Given problem
Turn the listing below into a Markdown table with the columns "Line No." and "Text," giving each line its own numbered row and skipping blank lines. Leave the pictures out of the table.

----------------

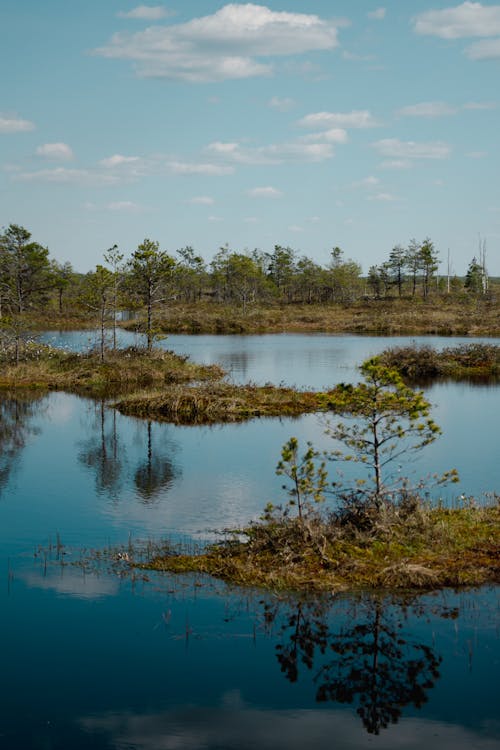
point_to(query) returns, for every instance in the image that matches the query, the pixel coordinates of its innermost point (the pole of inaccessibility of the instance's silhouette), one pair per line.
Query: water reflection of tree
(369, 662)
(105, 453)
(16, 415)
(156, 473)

----------------

Correct response
| Line No. | Text |
|---|---|
| 1 | point_to(query) returns, for every instance in the image that matches the query, the pixel coordinates of its innermost point (the pole of inaccessibility of the instance's silhouette), one pair per line. |
| 2 | Query: water reflection of tree |
| 3 | (369, 662) |
| 4 | (105, 453) |
| 5 | (16, 415) |
| 6 | (156, 473) |